• [Objective A]: Count the lines of the records that contain the word "blue", with case counting, and give only the number.

• [Extract]:
— begin —

Occasionally my boyfriend gets very defensive at certain things I say because he takes something I say different than I meant it. And, he got defensive when I mentioned his gambling with, I sure wouldn't give that casino any of my money?

3

3 Answers

Walt O'Reagun Profile
Walt O'Reagun answered

If you think he gambles too much, now ... Don't plan on him changing his behavior if you marry.  Gambling can be an addiction as much as alcohol, cigarettes, or drug use.

Matt Radiance Profile
Matt Radiance answered

-Being defensive in the way you expressed specially with the phrase "Because he takes something i say different than i meant it" that could be from a very automatic psychological reaction from the person's mind. I make an example to make you understand what i mean. "A person grow over their 20's, grew in an environment & faced people that they usually criticized him or almost we can say they blocked his words & made him shut, when  he wanted to say, share or express something or give out an idea. Now he grows,he was a child, he couldn't completely defend back & that behave stays in his mind as he grows, then somewhere in his life, on a topic, you wanna open up a simple discussion right after he said something, you never attend to criticize or question him, but just a friendly discussion over what he said, but he won't understand it that way, he takes it as criticize, he wants to defend & fight back & makes you not say anything about what he said & might turn so angry as well & ask you "why you always want to question or talk about something he said" & he will directly take the meaning of your action as something that you never meant it" these defensive behaviors usually has a background memory in it. If that would be the case, you need to understand it without bothering, & try to cope with it & makes it under control. For the people who take such things with their mind, it takes time to heal it up & makes it fade away.

-Check out the way you express the matter. You should talk politely, calmly & ope up a discussion, don't order but request, ask & bring reasons & be fully reasonable.

— end —

• [Stored data]:

— begin —

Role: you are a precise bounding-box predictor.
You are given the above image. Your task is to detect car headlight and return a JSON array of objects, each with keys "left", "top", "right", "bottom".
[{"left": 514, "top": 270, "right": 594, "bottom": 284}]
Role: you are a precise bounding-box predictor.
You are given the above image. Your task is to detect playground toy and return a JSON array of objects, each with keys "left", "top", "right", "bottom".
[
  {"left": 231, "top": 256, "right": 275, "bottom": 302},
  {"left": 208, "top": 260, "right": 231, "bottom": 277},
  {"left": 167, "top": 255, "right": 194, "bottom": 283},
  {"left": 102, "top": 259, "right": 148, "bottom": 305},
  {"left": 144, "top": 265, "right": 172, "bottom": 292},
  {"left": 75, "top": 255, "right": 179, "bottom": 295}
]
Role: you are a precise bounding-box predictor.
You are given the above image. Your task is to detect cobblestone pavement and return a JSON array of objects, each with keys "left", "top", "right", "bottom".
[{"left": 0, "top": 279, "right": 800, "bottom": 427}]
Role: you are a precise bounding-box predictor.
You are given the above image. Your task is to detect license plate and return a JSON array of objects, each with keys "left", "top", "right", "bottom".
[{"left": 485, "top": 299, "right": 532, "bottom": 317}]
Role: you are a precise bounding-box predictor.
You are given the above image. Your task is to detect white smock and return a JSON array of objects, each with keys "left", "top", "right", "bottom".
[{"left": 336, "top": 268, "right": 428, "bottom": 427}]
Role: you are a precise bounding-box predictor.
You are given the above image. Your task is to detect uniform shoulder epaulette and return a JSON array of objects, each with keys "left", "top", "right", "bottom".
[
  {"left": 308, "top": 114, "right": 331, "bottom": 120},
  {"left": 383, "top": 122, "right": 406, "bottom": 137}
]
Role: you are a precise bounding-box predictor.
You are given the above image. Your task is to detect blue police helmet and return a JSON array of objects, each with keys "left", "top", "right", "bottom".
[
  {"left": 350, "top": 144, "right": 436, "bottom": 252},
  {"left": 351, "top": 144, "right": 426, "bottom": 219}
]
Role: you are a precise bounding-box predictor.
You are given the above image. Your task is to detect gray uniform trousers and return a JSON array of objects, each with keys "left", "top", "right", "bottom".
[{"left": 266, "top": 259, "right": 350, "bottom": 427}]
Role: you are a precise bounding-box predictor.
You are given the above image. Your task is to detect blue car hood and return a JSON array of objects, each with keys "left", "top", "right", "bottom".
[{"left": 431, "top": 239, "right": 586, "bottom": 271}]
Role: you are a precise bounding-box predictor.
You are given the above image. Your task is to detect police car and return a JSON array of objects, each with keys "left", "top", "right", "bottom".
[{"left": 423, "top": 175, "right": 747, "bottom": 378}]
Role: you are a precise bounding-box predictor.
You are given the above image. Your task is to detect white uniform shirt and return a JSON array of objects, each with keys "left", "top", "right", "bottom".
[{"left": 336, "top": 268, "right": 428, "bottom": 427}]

— end —

• [Objective B]: Copy the text about a boyfriend's defensiveness from "If you think" up to and including "or drug use.", swapping "alcohol" for "liquor".

• [Output A]: 2

• [Output B]:
If you think he gambles too much, now ... Don't plan on him changing his behavior if you marry.  Gambling can be an addiction as much as liquor, cigarettes, or drug use.